_Short problem:_ Omit the pictures, then reproduce every remaining record exactly.

-------------------------

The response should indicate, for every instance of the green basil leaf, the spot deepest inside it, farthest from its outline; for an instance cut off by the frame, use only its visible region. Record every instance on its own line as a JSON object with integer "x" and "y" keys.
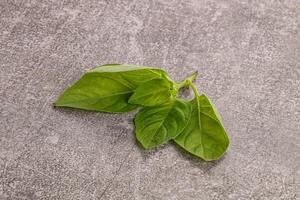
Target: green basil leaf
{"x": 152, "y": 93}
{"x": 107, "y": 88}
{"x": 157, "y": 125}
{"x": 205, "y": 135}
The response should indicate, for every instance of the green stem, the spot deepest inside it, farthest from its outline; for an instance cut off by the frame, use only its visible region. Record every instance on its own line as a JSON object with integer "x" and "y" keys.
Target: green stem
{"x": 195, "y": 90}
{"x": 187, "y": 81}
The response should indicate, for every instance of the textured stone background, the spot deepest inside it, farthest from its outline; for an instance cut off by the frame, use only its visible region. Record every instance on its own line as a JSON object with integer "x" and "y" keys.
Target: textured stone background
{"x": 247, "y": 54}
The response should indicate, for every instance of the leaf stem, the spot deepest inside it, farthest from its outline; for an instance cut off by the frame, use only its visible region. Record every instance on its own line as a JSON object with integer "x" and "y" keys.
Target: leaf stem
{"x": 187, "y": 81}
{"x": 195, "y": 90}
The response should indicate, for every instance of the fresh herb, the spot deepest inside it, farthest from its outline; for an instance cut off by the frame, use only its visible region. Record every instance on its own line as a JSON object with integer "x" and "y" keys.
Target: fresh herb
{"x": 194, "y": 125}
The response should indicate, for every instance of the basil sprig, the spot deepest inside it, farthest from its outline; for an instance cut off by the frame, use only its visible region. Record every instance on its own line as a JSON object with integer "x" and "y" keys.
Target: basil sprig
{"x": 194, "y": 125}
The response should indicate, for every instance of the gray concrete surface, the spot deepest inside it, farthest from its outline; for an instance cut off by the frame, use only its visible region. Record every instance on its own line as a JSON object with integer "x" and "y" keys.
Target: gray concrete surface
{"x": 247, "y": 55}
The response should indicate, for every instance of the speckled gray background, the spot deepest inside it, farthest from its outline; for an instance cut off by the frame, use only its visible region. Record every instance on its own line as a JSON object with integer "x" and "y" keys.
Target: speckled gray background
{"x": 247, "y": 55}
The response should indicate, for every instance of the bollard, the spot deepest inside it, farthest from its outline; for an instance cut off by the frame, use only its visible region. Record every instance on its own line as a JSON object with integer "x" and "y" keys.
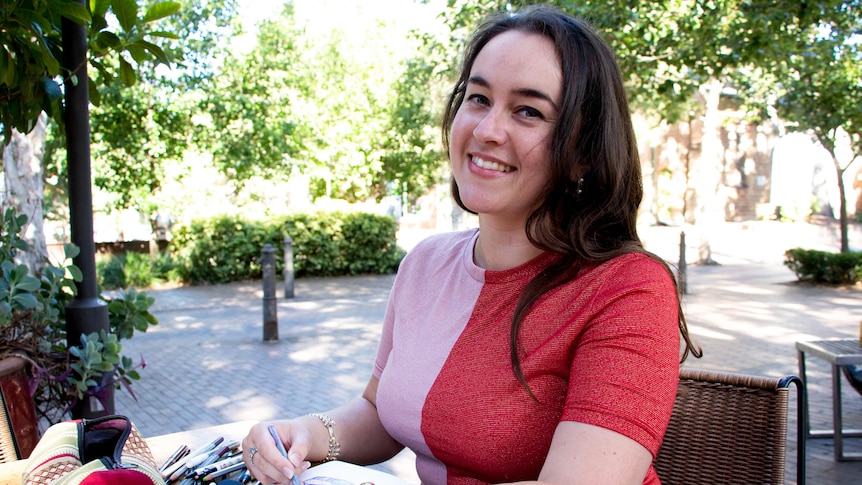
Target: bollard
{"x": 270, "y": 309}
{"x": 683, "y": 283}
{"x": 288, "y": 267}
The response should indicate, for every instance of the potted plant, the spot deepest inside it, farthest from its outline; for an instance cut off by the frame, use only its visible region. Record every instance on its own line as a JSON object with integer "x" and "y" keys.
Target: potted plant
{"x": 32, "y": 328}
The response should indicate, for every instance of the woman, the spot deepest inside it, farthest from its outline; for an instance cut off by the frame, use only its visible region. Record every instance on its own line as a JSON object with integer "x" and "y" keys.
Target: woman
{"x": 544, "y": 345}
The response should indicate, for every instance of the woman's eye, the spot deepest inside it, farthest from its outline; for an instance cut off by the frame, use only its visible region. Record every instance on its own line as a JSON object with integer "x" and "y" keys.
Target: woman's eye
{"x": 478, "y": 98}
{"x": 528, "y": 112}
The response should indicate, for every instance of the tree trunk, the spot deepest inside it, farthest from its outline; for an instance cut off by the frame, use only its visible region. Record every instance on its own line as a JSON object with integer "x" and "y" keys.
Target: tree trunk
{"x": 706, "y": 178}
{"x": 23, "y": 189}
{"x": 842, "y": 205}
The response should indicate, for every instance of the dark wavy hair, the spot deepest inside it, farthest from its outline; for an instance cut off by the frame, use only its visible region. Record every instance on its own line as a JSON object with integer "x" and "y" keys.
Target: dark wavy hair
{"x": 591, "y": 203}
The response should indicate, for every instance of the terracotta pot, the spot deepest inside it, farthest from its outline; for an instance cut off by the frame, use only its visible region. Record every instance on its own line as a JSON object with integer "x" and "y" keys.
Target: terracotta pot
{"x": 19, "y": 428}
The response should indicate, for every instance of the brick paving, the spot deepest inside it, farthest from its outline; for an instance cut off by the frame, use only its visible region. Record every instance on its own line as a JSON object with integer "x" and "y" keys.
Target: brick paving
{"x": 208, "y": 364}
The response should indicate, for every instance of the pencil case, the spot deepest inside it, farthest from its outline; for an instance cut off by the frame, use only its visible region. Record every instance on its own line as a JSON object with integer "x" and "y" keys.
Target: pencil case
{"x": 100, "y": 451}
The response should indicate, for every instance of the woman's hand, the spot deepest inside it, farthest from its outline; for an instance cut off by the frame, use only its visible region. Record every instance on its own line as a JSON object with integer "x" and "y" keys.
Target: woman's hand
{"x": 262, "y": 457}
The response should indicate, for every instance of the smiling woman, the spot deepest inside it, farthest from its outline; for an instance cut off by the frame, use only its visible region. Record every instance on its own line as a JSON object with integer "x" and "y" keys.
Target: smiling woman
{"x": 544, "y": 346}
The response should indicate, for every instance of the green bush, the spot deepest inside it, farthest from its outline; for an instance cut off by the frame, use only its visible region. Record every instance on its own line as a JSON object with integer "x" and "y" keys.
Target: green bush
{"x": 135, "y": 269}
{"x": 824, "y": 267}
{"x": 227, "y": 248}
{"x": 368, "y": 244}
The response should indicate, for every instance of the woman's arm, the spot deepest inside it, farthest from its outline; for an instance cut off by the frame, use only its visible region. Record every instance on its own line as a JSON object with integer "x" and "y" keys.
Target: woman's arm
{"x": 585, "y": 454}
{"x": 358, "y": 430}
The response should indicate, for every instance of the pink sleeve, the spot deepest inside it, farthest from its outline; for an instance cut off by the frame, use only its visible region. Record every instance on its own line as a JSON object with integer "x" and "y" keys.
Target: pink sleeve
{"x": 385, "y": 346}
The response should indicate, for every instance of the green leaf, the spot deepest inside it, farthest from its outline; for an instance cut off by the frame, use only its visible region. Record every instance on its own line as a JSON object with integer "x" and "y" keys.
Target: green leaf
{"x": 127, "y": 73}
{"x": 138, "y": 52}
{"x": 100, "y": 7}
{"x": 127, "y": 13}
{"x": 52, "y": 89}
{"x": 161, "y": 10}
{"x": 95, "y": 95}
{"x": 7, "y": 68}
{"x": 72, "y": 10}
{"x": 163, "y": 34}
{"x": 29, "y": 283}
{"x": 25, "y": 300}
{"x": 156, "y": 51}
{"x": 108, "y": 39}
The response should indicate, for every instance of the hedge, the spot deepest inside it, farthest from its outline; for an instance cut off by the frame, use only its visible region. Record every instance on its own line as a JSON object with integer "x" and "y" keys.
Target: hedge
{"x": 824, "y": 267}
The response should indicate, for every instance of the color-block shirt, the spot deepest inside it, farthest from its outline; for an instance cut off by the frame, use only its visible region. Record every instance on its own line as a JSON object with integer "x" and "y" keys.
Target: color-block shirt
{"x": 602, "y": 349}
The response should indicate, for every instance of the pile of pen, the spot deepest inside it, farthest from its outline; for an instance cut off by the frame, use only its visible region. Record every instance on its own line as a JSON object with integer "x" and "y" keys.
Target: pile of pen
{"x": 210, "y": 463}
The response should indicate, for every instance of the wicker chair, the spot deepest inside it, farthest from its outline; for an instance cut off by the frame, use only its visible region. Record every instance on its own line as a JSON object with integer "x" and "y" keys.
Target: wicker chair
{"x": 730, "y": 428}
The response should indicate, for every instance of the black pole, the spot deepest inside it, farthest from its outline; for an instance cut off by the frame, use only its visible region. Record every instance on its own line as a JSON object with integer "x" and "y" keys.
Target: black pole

-------------------------

_Solution for this exercise:_
The response should indicate, for every instance of the green basil leaf, the spot deepest inside it, farthest from its outline; for an instance cut off by the frame, use only its visible region. Record every instance on its own line as a JSON object with integer "x" and "y" keys.
Target: green basil leaf
{"x": 152, "y": 93}
{"x": 107, "y": 88}
{"x": 157, "y": 125}
{"x": 205, "y": 135}
The response should indicate, for every instance of the green stem, the spot deepest inside it, farthest from its outline; for an instance cut off by the frame, use only its visible region. Record every instance on its own line as a JSON object with integer "x" and "y" keys.
Target: green stem
{"x": 195, "y": 90}
{"x": 187, "y": 81}
The response should indicate, for every instance of the textured stone background, the spot deepest inside it, farthest from its outline; for an instance cut off by the frame, use only its visible region. Record every instance on its own line as a JSON object with integer "x" and "y" keys.
Target: textured stone background
{"x": 247, "y": 54}
The response should indicate, for every instance of the leaf stem, the spot deepest inside it, farthest from its outline; for an instance cut off by the frame, use only its visible region. Record every instance on its own line as a JSON object with integer "x" and "y" keys.
Target: leaf stem
{"x": 187, "y": 81}
{"x": 195, "y": 90}
The response should indicate, for every instance of the fresh herb, the spot deepest inside it, farthest from its outline; for an instance cut off by the frame, use only its visible region. Record every instance on its own line as a JSON object with integer "x" and "y" keys.
Target: fresh herb
{"x": 194, "y": 125}
The response should indicate, for every instance of the basil sprig, the spot deepest inside it, farthest from its outline; for an instance cut off by the frame, use only its visible region. Record every instance on its own line as a JSON object with integer "x" and "y" keys.
Target: basil sprig
{"x": 194, "y": 125}
The response should indicate, for every instance of the gray concrete surface, the spot deepest inside it, farthest from its outline; for an instance cut off by the frame, use only its visible region. Record every instance on its own line as a JSON object with integer "x" and "y" keys.
Target: gray concrete surface
{"x": 247, "y": 55}
The response should indicate, for every instance of the speckled gray background, the spot deepest inside it, farthest from its outline; for an instance cut off by the frame, use only its visible region. Record every instance on its own line as a JSON object with integer "x" and "y" keys.
Target: speckled gray background
{"x": 247, "y": 55}
The response should indicate, for every instance of the bollard, the spot deepest inside it, farthest from its outline; for an instance cut off by the frame, use only its visible region. Record every instance on its own line as a JSON object with integer "x" and "y" keys.
Target: bollard
{"x": 270, "y": 309}
{"x": 683, "y": 283}
{"x": 288, "y": 267}
The response should indicate, for every instance of the potted plant, the spot deepest inside it, farthest from its outline; for an instance cut off by the frame, use only its visible region. Record every instance on its own line as a JSON object with integer "x" and "y" keys.
Target: potted plant
{"x": 32, "y": 328}
The response should indicate, for every instance of the woman, the spot deepest inside it, farthest from its outline; for an instance cut off by the frame, use only its visible region. Record every instance on its own line as a JSON object with integer "x" and "y" keys.
Target: woman
{"x": 544, "y": 345}
The response should indicate, for every instance of the woman's eye, the spot deepest inside it, farthest from its outline; for an instance cut off by the frame, use only its visible region. Record every instance on its own line as a JSON object with integer "x" and "y" keys.
Target: woman's eye
{"x": 478, "y": 98}
{"x": 528, "y": 112}
The response should indicate, for every instance of the tree trunk, the spot deepest inside it, farthest from its outline; for an instance cut off by the frame, use only its visible region. Record every instance on its own line as a JSON object with integer "x" and "y" keys.
Target: tree trunk
{"x": 706, "y": 178}
{"x": 23, "y": 189}
{"x": 842, "y": 205}
The response should indicate, for every instance of the dark wavy hair, the spot deepest inside it, farthest from its outline; for an instance cut off by the frame, use only its visible region. Record every instance on its own line as a JSON object with integer "x" and "y" keys.
Target: dark wavy hair
{"x": 591, "y": 203}
The response should indicate, for every instance of the terracotta pot, the spot deepest inside it, farthest from its outline; for an instance cut off by the frame, use only its visible region. Record every instance on its own line as a JSON object with integer "x" and "y" keys.
Target: terracotta pot
{"x": 19, "y": 428}
The response should indicate, for every instance of the brick paving, the spot deepest inside it, farthest from its outline; for an instance cut off by the frame, use only its visible region. Record every instance on its own line as a JSON object with integer "x" and "y" keys.
Target: brick paving
{"x": 208, "y": 364}
The response should indicate, for every instance of the pencil case, the spot deepest inside it, farthest from its outline; for an instance cut off by the frame, use only its visible region. Record every instance on its own line as a JSON object with integer "x" and "y" keys.
Target: pencil case
{"x": 100, "y": 451}
The response should indicate, for every instance of the woman's hand, the spot deepest inside it, farthest from its outline; for an instance cut off by the frame, use only its visible region. Record every instance on its own line as a JSON object with integer "x" and "y" keys.
Target: woman's hand
{"x": 262, "y": 457}
The response should indicate, for every instance of the smiling woman, the spot deepest inside it, farthest from its outline; for an instance cut off by the frame, use only its visible region. Record every instance on its own line as a JSON object with integer "x" and "y" keys.
Target: smiling woman
{"x": 544, "y": 346}
The response should indicate, for every instance of the green bush, the spot deepest inside it, farthest from its outline; for an instance cut off by the frame, use only its visible region. Record every instance on its own line as a JSON object with integer "x" and "y" keys.
Target: green bush
{"x": 135, "y": 269}
{"x": 824, "y": 267}
{"x": 227, "y": 248}
{"x": 368, "y": 244}
The response should indicate, for every instance of the woman's arm, the spot deepest inside it, farthest from its outline; for an instance cut off by the frame, use only its visible region. Record every instance on its own line as a JSON object with integer "x" and "y" keys.
Target: woman's arm
{"x": 585, "y": 454}
{"x": 358, "y": 430}
The response should indicate, for every instance of the pink sleeve, the spot deepest inside it, farthest from its outline; for an instance cut off by the frame, use only its visible region. Record every instance on its own line as a JSON object with integer "x" and "y" keys.
Target: pink sleeve
{"x": 385, "y": 346}
The response should indicate, for every instance of the green leaf, the spot deepest inside it, farthest from its outline; for an instance cut off by the frame, use only its visible region. Record every instance on its own line as a JSON object with integer "x" and "y" keys.
Target: green leaf
{"x": 127, "y": 73}
{"x": 138, "y": 52}
{"x": 100, "y": 7}
{"x": 127, "y": 13}
{"x": 52, "y": 89}
{"x": 161, "y": 10}
{"x": 95, "y": 95}
{"x": 7, "y": 68}
{"x": 72, "y": 10}
{"x": 163, "y": 34}
{"x": 29, "y": 283}
{"x": 25, "y": 300}
{"x": 156, "y": 51}
{"x": 108, "y": 39}
The response should indicate, for every instance of the hedge, the spot deepest inside it, farthest from its outline; for an instance cut off by the frame, use only its visible region. Record every instance on its own line as a JSON object with integer "x" and "y" keys.
Target: hedge
{"x": 824, "y": 267}
The response should indicate, for every instance of the color-block shirt, the spot deepest inside it, farthest from its outline; for an instance cut off by the frame, use only its visible region. Record every instance on its own line as a JSON object with integer "x" and "y" keys.
Target: color-block shirt
{"x": 602, "y": 349}
The response should indicate, for every instance of the pile of pen, the spot deepest inside it, farthest from its outline; for an instance cut off by the frame, use only its visible region. Record every instance on its own line as a JSON object with integer "x" and "y" keys.
Target: pile of pen
{"x": 210, "y": 463}
The response should indicate, for every instance of the wicker chair, the spot deepest inside it, farthest from its outline; for an instance cut off by the frame, use only its visible region. Record every instance on its own line as a JSON object with integer "x" and "y" keys.
Target: wicker chair
{"x": 730, "y": 428}
The response should indicate, for every instance of the black pole, the spot deepest inside it, farthest from its outline; for an instance cut off by the frame, use only its visible region. Record every instance on its own line as a JSON object with integer "x" and "y" keys.
Target: black pole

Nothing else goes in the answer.